> _Yazı Bölümü_
Mahalle’de son nokta

  • 6.02.2017 00:00

 Kemal Sunal’ın başrolünde oynadığı “Bekçiler Kralı” filmiyle neredeyse yaşıtız ama o zamanda bu yana Türkiye yerinde saymış gibi gözüküyor. Hatta daha fenası; artık Kemal Sunal gibi bizi ortakça güldürecek kimse de yok...

Osman Fahir Seden’in bu filmi,  “sistemle” dalgasını geçiyordu. Sunal’ın canlandırdığı mahalle bekçisinin, yetkilerini “kendinden menkul şekilde arttırması” ve mahalle “kodamanlarının” adaletsizliklerine karşı müdahale etmesini anlatıyordu film. Mahalle emniyetinin komiseri de, gelen şikayetlere rağmen bekçi Şaban’a birşey diyemiyordu; zira, onun İçişleri Bakanı’nın akrabası olduğunu sanıyordu.

“Bekçi” kavramına ilişkin çocukluktan kalma anılarım arasında bir bu film, bir de hayal meyal anımsadığım geceleri sokaklarda gezen kahverengi üniformalı bekçiler var... “Boza” diye bağırarak geçen satıcılar ve düdüklerini şöyle bir öttürerek geçen bekçiler... 

Geçtiğimiz gecelerden bir gece, ansızın çıkıveren bir Kanun Hükümünde Kararname ile bekçiler, muhteşem bir dönüş yaptı.

Pek kimse üzerinde durmadı bu konunun... Şöyle haberler yazıldı geçti...

“OHAL kapsamında yayımlanan 690 sayılı Kanun Hükmünde Kararname (KHK) ile Emniyet Genel Müdürlüğünün taşra teşkilatına 7 bin çarşı ve mahalle bekçiliği kadrosu ihdas edildi.”

> _Verilen Bilgiler_
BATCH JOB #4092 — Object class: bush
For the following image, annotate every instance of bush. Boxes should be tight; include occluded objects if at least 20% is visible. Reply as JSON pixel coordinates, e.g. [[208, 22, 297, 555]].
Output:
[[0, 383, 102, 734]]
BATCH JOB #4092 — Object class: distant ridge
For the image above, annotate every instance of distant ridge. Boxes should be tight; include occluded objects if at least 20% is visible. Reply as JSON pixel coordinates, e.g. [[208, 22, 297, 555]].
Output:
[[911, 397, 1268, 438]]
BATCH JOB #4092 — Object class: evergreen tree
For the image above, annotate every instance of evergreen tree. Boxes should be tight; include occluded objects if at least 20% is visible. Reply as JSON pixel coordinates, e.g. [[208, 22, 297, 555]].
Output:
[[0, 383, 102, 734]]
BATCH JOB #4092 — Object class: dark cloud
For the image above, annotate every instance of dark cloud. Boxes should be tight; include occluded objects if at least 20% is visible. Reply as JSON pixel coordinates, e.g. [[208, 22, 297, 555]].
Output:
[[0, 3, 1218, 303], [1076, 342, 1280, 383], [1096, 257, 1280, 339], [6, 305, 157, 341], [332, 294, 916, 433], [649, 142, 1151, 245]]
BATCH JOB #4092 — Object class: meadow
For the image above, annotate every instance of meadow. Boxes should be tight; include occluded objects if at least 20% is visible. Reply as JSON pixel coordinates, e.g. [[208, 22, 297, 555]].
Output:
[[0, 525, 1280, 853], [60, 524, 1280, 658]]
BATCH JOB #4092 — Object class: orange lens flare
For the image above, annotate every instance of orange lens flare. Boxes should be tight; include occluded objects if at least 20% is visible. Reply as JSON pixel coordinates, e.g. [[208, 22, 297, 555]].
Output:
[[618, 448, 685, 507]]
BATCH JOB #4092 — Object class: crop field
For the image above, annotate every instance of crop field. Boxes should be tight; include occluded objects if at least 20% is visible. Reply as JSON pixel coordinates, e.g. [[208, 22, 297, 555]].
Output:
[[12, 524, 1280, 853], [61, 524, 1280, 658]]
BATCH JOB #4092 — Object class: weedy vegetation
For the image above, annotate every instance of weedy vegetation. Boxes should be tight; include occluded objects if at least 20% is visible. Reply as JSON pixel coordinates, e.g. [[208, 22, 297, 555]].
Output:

> _Görev Yönergeleri_
1. Bekçiler yazısında "Geçtiğimiz gecelerden bir" ile başlayıp "haberler yazıldı geçti..." sözlerine kadar giden kısmı hiç değiştirmeden yazdır.
2. Bekçiler yazısına göre 690 sayılı KHK ile Emniyet Genel Müdürlüğünün taşra teşkilatına kaç çarşı ve mahalle bekçiliği kadrosu açıldı?

> _Alıştırma Sonuçları_
1.
Geçtiğimiz gecelerden bir gece, ansızın çıkıveren bir Kanun Hükümünde Kararname ile bekçiler, muhteşem bir dönüş yaptı.

Pek kimse üzerinde durmadı bu konunun... Şöyle haberler yazıldı geçti...

2. 7 bin kadro.